#### Given problem:
List every line in the data below that contains the word "window", copying each such line in full.

#### Records to process:
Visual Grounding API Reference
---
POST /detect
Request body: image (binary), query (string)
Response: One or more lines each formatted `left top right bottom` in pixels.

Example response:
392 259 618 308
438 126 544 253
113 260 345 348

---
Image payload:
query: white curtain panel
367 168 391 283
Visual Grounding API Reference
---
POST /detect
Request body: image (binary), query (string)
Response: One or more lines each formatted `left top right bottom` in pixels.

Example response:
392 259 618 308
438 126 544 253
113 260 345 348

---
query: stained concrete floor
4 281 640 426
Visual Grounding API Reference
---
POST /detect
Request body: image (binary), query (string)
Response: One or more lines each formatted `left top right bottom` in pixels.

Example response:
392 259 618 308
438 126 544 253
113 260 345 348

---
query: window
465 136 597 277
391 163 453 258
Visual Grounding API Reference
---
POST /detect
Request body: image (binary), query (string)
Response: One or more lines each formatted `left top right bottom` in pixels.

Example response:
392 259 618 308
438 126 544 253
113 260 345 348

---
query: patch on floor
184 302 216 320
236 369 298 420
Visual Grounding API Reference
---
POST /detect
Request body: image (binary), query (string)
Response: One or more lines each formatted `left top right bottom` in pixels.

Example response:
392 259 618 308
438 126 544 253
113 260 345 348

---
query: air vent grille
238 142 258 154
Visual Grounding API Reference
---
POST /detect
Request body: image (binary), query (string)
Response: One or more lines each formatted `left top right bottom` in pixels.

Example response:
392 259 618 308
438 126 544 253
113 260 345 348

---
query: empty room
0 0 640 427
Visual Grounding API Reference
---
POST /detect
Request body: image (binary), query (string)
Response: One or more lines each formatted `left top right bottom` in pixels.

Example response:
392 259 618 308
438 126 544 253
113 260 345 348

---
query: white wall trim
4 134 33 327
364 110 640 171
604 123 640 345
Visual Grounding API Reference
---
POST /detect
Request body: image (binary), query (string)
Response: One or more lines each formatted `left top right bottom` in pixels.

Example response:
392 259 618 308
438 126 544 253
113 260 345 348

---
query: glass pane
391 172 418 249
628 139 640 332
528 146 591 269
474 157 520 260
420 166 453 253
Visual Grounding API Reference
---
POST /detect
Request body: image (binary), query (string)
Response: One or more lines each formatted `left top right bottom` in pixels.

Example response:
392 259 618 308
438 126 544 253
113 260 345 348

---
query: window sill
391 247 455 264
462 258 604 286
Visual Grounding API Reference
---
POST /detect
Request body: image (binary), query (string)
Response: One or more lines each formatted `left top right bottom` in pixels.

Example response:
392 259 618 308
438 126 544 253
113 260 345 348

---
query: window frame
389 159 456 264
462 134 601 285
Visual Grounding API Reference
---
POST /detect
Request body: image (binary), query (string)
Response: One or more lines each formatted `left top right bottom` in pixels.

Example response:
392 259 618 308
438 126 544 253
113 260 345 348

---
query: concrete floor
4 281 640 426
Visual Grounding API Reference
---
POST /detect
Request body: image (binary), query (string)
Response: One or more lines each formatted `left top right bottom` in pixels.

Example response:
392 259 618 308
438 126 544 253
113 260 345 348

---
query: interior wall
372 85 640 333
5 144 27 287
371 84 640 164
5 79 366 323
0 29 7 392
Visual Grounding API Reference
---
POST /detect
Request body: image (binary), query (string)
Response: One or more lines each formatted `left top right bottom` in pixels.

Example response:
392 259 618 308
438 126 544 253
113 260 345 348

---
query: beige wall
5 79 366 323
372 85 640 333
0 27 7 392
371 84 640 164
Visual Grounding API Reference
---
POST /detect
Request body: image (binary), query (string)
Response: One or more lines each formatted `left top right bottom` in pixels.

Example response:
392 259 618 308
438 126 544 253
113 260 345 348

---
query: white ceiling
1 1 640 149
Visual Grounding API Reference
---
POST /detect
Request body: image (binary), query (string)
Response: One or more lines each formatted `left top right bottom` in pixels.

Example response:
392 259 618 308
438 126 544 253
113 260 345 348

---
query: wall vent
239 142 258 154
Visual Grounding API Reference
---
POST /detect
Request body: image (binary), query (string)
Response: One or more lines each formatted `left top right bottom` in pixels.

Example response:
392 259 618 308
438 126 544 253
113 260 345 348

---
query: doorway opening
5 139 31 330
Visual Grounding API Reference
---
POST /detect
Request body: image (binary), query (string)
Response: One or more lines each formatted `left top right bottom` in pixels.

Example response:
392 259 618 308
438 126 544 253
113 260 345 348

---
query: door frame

--

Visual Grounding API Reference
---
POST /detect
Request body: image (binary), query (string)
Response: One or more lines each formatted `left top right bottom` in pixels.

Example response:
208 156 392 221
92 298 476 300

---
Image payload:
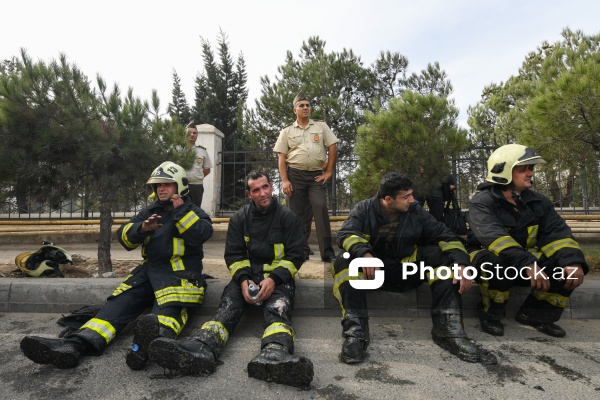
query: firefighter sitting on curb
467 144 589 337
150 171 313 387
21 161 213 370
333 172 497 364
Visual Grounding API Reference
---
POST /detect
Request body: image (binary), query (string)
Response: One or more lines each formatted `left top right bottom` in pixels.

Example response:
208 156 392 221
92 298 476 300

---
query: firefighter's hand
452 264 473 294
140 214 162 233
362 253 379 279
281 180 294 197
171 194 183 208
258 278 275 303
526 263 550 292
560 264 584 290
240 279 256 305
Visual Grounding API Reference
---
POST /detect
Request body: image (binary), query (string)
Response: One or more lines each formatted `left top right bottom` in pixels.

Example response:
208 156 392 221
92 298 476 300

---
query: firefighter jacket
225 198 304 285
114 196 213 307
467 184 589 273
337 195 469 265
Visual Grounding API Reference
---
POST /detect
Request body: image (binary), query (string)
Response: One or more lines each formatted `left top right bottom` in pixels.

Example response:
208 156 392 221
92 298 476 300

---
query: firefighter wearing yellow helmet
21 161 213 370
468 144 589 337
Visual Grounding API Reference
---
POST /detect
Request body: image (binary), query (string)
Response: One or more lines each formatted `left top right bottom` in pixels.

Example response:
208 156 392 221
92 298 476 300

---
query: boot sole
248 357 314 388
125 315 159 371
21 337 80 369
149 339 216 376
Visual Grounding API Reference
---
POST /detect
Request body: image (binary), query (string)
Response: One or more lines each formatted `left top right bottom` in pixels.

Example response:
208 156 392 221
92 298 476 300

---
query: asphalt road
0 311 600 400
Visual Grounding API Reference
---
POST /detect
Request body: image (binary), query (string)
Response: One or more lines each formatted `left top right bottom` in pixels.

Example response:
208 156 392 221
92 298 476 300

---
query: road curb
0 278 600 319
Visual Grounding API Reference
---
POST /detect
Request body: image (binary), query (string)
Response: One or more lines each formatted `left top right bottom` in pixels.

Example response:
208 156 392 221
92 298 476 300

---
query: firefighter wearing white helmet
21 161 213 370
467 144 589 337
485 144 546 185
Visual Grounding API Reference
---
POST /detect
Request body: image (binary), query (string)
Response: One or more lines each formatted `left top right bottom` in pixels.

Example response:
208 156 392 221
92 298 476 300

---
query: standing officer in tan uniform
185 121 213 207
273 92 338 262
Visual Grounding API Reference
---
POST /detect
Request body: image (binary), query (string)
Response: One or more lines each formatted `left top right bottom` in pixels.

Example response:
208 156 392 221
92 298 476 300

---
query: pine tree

#### Response below:
query: window
query: window sill
query: window frame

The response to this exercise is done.